What is asked: Reproduce every one of the rows below word for word, changing and adding nothing.

□ □ □

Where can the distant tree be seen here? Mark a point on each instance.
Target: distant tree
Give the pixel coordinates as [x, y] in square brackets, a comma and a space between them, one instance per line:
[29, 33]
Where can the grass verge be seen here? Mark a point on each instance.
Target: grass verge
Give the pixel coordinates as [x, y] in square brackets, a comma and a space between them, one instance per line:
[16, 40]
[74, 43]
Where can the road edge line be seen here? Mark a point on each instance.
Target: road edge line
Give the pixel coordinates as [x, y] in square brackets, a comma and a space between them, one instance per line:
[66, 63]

□ □ □

The response:
Where can the distant tree be seen here? Mark a point on each instance.
Target: distant tree
Give the pixel coordinates as [x, y] in square brackets, a comma and a space between them, one instance per line:
[29, 33]
Where can the grass verge be seen here? Mark a point on each instance.
Target: grass verge
Give the pixel coordinates as [x, y] in square brackets, a comma and a space between them, one instance per line:
[16, 40]
[74, 43]
Where can the road edge line be seen here? Mark a point on each instance.
Target: road edge line
Give the pixel coordinates as [x, y] in square brackets, a comma and a space between them, one instance per line:
[66, 63]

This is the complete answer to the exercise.